WHAT TO WORK ON
Please list every line of the material below that contains the word "hilltop", copying each line in full.

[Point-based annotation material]

--

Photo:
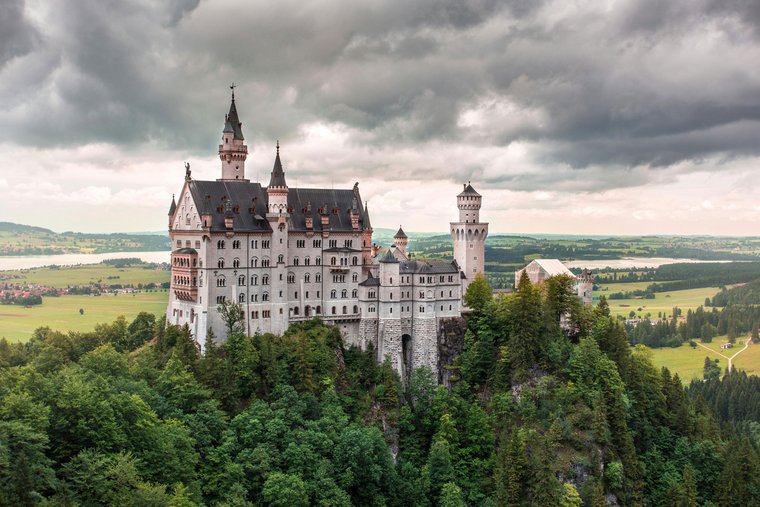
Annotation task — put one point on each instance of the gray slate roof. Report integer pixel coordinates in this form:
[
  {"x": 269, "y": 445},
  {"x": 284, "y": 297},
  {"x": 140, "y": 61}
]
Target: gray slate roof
[
  {"x": 432, "y": 266},
  {"x": 250, "y": 199}
]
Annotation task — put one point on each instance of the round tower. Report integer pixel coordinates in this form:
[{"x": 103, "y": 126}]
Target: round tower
[
  {"x": 469, "y": 236},
  {"x": 233, "y": 150},
  {"x": 401, "y": 240}
]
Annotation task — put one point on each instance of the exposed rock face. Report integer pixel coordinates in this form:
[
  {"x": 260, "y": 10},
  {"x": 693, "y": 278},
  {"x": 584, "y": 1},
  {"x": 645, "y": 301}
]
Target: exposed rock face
[{"x": 450, "y": 344}]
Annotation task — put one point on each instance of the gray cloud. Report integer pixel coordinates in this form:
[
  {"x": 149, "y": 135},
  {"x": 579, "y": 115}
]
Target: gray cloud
[{"x": 646, "y": 84}]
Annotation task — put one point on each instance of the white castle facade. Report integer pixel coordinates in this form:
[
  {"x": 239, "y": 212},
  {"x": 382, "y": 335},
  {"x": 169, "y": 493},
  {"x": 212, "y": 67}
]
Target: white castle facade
[{"x": 291, "y": 254}]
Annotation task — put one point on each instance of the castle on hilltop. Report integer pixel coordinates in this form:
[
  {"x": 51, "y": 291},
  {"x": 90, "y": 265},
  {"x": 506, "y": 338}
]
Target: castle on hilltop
[{"x": 287, "y": 255}]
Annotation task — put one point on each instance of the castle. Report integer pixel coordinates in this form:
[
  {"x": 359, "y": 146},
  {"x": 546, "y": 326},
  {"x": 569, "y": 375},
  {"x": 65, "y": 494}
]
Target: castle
[{"x": 291, "y": 254}]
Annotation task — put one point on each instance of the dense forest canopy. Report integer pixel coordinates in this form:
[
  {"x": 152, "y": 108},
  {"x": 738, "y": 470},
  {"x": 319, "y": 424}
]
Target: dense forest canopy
[{"x": 549, "y": 406}]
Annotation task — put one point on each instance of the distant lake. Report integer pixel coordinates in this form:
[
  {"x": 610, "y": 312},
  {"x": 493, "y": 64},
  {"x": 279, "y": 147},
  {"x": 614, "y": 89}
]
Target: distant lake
[
  {"x": 632, "y": 262},
  {"x": 38, "y": 261}
]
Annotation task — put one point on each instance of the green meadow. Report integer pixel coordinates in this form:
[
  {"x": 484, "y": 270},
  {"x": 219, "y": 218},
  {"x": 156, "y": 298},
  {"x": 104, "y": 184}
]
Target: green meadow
[
  {"x": 88, "y": 274},
  {"x": 17, "y": 323}
]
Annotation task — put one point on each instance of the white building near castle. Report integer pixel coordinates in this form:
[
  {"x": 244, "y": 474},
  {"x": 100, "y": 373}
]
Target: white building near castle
[{"x": 291, "y": 254}]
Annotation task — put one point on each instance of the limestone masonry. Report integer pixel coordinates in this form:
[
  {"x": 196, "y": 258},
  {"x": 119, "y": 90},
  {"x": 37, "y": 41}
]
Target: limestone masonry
[{"x": 291, "y": 254}]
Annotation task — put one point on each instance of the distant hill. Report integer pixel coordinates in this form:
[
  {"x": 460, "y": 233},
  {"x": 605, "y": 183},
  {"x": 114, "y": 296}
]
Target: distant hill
[{"x": 20, "y": 239}]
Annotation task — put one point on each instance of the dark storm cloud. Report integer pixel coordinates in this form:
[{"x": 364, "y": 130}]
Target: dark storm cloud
[
  {"x": 642, "y": 83},
  {"x": 16, "y": 35}
]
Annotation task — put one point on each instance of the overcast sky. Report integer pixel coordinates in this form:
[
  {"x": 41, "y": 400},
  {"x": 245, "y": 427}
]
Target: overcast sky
[{"x": 584, "y": 117}]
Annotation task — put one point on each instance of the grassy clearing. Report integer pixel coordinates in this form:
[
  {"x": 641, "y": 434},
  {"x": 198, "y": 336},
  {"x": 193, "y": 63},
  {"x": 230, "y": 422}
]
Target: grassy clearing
[
  {"x": 685, "y": 361},
  {"x": 87, "y": 274},
  {"x": 663, "y": 302},
  {"x": 17, "y": 323}
]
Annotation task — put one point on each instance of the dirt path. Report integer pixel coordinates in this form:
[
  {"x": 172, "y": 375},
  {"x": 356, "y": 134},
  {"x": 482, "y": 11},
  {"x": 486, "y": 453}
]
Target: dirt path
[{"x": 729, "y": 359}]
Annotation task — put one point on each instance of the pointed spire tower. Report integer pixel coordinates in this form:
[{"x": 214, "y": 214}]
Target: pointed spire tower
[{"x": 233, "y": 150}]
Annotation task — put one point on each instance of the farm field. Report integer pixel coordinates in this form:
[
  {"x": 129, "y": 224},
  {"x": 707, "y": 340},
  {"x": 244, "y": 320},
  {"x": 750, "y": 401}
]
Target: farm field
[
  {"x": 663, "y": 302},
  {"x": 88, "y": 274},
  {"x": 17, "y": 323},
  {"x": 688, "y": 362}
]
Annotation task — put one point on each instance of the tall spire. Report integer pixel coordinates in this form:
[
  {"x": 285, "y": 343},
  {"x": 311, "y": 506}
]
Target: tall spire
[
  {"x": 278, "y": 175},
  {"x": 231, "y": 121}
]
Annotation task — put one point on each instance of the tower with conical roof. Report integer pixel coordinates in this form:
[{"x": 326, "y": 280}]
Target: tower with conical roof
[
  {"x": 400, "y": 240},
  {"x": 233, "y": 150},
  {"x": 278, "y": 215},
  {"x": 469, "y": 236}
]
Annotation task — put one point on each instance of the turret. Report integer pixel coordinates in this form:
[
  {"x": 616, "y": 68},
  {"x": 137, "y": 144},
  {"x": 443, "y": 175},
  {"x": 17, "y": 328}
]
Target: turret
[
  {"x": 400, "y": 240},
  {"x": 233, "y": 150}
]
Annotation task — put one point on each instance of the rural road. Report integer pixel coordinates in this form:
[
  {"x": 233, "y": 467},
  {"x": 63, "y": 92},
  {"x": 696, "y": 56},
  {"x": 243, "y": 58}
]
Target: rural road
[{"x": 730, "y": 359}]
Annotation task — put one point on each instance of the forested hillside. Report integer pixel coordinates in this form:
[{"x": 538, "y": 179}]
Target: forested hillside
[{"x": 133, "y": 414}]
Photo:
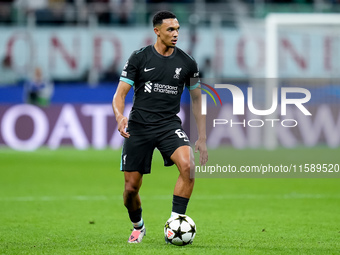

--

WRITTEN ANSWER
Annotation task — put one point on each instance of the castle on hilltop. Report integer pixel coordinates in this form:
Target: castle on hilltop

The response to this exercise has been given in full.